== Task statement ==
Put the lines below, from the one with "point at the building roof" up to and including the one with "<point>372,209</point>", into a Markdown table with an Index column for the row number and a Line column for the text, skipping any blank lines.

######

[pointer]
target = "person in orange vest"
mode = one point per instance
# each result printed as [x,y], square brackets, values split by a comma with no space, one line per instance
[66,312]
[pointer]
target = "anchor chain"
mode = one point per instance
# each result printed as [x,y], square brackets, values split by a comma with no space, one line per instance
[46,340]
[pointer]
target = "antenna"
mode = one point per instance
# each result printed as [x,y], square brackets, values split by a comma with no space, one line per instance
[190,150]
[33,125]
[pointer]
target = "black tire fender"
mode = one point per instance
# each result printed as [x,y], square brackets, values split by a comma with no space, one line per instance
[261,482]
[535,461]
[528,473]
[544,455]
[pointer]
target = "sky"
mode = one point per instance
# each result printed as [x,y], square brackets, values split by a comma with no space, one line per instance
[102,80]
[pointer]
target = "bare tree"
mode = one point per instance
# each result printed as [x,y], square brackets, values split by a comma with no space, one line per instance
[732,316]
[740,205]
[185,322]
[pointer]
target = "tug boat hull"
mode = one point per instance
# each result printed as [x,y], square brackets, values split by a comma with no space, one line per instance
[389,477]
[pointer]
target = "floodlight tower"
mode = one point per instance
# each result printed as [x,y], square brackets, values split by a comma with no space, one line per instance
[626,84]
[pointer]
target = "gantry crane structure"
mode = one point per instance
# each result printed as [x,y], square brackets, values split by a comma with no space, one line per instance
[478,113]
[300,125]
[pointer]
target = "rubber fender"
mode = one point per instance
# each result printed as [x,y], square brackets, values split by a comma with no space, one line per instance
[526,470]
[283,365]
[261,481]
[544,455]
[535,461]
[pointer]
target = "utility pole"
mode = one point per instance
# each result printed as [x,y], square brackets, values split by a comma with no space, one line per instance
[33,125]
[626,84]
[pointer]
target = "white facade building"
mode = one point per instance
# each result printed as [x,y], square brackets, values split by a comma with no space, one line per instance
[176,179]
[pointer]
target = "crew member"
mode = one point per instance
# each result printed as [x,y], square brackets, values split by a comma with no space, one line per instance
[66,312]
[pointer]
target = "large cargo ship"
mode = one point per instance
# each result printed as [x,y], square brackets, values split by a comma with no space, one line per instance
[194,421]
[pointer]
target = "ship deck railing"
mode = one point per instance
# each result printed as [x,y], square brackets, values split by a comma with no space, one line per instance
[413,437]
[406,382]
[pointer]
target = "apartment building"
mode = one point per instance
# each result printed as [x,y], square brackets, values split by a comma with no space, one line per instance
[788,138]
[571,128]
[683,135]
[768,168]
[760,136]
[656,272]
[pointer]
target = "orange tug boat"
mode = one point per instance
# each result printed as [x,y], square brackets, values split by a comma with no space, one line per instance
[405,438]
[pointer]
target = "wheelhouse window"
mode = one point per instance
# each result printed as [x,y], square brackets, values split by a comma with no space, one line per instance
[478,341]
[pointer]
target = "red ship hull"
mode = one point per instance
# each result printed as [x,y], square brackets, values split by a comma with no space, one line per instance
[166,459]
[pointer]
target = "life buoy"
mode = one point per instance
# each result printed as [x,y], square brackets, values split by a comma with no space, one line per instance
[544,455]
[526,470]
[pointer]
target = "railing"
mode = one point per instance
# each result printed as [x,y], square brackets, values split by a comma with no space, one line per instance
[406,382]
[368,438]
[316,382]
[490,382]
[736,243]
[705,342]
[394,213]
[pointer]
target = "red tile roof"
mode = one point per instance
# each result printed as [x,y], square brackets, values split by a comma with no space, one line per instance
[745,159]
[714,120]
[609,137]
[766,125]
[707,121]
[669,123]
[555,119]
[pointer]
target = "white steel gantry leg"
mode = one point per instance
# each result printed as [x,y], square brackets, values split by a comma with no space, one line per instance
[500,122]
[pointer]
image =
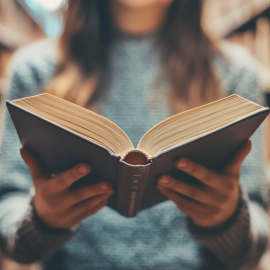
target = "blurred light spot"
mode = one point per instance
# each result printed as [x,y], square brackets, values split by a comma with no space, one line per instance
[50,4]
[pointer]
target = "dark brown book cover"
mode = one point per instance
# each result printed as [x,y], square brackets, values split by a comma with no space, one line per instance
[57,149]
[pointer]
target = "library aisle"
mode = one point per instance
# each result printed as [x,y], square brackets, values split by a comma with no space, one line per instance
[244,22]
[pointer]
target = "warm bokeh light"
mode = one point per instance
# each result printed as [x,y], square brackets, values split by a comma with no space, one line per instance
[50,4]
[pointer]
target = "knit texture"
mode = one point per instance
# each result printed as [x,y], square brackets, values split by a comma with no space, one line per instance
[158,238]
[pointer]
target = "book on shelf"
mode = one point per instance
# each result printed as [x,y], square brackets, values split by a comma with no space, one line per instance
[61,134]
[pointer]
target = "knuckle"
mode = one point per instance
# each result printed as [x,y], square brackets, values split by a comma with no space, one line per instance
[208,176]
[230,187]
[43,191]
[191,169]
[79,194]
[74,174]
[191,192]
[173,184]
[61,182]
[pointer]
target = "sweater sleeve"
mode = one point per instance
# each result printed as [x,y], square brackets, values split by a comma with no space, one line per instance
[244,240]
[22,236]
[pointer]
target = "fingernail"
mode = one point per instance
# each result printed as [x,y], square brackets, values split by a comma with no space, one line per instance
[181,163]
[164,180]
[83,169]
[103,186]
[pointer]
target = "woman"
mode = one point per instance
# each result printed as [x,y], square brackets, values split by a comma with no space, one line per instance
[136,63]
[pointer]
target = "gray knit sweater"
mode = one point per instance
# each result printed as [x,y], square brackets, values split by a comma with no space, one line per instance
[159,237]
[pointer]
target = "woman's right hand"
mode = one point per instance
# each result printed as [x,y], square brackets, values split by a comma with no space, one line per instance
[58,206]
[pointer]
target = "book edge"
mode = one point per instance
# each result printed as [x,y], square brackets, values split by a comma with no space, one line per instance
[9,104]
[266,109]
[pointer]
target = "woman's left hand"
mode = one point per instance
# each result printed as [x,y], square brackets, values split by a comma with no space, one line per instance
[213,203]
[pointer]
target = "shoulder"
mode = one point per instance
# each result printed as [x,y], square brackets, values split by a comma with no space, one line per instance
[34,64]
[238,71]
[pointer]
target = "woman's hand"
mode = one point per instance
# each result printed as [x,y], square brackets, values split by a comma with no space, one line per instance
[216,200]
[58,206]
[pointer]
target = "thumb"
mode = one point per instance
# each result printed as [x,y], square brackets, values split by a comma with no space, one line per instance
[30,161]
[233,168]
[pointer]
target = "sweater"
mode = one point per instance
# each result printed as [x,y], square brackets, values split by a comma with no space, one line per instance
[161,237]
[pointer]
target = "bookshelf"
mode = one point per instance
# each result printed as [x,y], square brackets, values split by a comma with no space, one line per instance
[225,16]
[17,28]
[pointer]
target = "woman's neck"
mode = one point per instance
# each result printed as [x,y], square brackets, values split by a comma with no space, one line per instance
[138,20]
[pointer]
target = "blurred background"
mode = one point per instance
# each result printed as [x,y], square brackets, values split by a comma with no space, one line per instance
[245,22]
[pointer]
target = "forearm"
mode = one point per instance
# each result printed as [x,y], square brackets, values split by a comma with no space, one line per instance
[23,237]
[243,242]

######

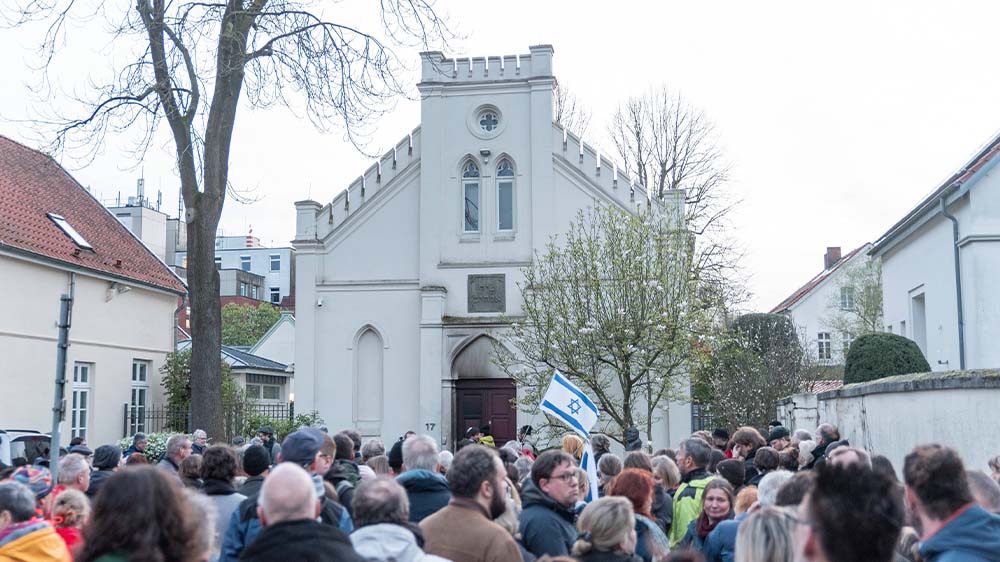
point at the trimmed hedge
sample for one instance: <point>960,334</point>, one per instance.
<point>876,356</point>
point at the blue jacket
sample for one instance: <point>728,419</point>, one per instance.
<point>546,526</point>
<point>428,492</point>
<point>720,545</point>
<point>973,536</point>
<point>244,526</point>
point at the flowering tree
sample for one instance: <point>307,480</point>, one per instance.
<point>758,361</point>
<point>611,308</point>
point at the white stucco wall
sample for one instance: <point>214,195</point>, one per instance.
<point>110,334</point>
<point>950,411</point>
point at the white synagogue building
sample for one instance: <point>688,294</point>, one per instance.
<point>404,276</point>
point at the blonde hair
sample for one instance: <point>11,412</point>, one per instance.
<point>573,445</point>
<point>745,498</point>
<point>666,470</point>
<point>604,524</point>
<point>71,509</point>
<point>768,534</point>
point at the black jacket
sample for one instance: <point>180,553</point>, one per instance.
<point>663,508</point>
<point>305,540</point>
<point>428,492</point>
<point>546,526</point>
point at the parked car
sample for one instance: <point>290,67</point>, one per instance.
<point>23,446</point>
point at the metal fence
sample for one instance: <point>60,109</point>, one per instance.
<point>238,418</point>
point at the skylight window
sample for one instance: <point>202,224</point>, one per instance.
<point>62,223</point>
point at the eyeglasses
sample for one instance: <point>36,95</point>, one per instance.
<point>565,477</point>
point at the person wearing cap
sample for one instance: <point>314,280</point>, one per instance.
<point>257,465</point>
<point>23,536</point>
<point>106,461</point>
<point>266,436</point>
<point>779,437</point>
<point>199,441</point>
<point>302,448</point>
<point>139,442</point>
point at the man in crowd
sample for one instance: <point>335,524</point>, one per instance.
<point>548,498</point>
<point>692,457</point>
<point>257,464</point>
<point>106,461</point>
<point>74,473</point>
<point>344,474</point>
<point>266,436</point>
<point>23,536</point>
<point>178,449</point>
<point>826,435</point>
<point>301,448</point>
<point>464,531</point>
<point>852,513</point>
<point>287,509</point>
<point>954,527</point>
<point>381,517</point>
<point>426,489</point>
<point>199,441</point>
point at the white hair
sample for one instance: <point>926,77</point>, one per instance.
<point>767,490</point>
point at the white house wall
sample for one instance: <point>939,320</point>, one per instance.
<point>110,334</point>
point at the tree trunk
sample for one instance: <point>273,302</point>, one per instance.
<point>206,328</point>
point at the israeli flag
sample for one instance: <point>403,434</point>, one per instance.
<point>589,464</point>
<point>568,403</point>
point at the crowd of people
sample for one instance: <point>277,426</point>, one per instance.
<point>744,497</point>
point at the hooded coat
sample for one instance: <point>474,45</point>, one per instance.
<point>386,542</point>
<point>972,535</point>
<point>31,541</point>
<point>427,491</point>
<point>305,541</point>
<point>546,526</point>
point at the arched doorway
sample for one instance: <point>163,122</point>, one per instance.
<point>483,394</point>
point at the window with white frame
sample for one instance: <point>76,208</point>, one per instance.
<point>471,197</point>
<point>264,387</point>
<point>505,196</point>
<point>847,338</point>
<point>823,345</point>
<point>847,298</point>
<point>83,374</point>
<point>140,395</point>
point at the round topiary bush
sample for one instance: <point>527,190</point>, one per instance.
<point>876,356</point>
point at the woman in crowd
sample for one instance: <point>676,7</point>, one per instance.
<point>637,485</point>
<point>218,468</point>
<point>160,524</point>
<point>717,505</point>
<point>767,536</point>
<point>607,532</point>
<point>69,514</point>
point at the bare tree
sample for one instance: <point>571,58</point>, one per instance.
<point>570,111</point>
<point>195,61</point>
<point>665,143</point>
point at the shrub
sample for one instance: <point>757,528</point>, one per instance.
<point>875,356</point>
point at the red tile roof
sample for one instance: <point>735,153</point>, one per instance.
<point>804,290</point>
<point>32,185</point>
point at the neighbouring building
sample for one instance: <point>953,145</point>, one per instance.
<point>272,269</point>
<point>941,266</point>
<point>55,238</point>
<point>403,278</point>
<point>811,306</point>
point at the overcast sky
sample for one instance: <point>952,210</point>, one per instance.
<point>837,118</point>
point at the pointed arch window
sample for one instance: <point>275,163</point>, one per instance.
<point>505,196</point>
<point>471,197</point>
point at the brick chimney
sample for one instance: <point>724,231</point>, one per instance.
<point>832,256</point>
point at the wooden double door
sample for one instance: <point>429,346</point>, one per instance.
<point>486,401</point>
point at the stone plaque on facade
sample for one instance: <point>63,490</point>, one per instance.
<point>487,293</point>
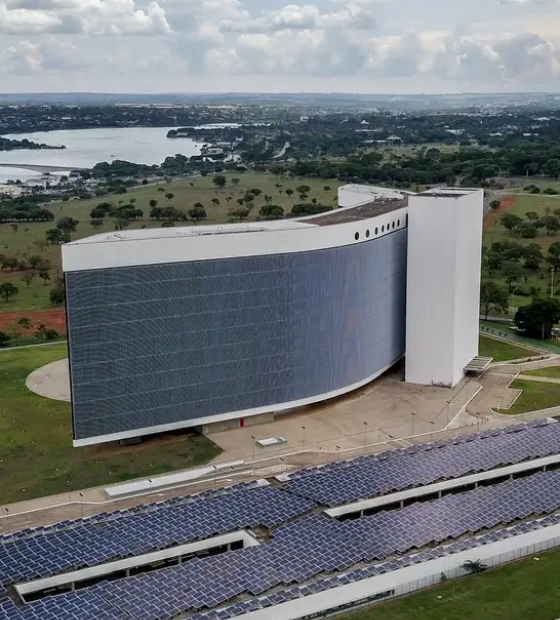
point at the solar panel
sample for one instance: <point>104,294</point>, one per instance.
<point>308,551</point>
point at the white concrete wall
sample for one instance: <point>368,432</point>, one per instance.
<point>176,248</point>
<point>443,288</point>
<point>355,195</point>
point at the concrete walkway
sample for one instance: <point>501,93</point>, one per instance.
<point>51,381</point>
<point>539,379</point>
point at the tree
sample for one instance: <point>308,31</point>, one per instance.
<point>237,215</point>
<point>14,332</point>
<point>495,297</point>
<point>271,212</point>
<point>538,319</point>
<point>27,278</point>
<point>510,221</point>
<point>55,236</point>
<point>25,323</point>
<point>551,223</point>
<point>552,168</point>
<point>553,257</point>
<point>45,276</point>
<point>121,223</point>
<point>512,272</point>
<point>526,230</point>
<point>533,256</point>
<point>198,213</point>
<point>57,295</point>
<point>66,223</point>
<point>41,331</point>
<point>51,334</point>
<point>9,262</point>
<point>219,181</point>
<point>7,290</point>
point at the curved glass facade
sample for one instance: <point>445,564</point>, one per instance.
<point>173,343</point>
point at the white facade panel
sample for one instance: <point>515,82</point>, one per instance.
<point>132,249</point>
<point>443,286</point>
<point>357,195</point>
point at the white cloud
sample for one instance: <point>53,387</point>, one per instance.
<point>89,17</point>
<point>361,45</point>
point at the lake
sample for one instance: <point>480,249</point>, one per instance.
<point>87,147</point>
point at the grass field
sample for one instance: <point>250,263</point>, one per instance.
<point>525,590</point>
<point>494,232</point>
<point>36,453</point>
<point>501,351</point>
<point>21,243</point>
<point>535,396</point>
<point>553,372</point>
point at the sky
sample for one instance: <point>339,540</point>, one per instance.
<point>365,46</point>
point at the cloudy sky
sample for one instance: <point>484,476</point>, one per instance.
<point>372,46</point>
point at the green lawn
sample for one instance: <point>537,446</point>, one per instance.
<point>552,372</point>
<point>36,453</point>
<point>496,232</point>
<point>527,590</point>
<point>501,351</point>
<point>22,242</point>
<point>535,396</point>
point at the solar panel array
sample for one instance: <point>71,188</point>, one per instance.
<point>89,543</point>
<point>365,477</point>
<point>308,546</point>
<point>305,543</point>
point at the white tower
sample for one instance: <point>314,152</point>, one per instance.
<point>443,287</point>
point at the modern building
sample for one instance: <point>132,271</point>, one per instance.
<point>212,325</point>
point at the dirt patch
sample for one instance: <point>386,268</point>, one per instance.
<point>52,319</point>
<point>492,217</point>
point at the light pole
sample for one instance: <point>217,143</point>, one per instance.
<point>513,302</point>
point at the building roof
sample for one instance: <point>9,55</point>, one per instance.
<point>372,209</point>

######

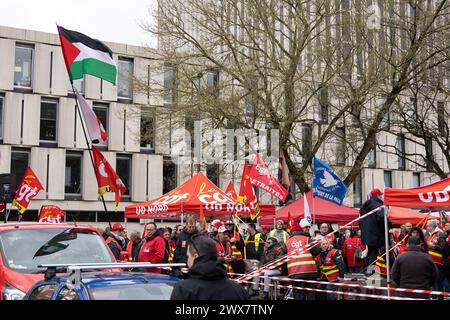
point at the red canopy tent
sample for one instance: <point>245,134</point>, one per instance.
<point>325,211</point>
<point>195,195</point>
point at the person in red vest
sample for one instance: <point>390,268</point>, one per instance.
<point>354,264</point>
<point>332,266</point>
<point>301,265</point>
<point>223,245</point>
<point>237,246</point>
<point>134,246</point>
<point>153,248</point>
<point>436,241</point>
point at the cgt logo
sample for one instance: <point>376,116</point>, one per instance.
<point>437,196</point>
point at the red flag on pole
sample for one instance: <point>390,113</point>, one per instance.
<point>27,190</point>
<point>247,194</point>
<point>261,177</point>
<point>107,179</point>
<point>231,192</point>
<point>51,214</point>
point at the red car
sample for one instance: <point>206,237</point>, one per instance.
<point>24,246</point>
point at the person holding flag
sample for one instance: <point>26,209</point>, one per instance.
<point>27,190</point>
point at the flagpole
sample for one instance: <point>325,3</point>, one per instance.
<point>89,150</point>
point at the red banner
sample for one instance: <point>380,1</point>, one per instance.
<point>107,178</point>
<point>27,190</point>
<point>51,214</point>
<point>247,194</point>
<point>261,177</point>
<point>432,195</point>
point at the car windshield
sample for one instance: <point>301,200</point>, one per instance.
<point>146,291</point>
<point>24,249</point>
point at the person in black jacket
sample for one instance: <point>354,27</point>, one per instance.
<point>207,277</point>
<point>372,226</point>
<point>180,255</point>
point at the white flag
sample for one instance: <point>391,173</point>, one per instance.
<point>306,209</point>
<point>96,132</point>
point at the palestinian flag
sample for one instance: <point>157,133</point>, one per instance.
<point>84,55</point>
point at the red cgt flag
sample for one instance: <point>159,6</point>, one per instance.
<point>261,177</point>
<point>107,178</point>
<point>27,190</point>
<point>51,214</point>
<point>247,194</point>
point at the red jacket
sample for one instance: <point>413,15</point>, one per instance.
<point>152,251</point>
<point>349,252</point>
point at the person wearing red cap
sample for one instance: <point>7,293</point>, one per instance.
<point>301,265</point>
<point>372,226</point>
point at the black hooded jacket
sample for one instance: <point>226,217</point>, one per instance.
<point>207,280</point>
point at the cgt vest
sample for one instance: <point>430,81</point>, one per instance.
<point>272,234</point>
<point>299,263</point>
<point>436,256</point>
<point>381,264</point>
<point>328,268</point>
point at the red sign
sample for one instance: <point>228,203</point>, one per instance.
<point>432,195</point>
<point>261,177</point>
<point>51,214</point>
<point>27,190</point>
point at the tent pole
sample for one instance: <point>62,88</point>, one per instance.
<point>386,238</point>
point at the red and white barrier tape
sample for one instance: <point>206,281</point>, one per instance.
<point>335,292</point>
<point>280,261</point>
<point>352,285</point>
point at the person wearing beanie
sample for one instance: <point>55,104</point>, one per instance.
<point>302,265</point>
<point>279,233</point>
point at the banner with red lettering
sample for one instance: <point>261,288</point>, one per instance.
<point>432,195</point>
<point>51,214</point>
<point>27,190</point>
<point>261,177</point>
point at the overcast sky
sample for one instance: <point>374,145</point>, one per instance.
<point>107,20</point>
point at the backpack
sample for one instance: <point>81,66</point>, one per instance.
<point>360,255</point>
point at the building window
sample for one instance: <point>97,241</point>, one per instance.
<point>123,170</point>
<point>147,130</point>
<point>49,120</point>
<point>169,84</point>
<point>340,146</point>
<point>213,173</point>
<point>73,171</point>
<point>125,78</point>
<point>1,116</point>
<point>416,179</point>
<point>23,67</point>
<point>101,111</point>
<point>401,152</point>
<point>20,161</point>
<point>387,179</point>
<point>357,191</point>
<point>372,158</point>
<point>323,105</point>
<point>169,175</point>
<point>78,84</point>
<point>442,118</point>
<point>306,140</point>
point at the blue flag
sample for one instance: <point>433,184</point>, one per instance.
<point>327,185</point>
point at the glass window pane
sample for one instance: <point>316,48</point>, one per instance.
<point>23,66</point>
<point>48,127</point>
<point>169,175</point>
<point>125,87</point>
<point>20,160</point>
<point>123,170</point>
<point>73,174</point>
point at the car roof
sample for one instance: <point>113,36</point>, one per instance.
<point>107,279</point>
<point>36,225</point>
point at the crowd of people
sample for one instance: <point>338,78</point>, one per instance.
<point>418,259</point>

######

== Output of the exercise ==
| Index | Line |
|---|---|
| 1 | point at the building roof |
| 2 | sample for one instance: <point>9,55</point>, one per instance. |
| 3 | <point>372,209</point> |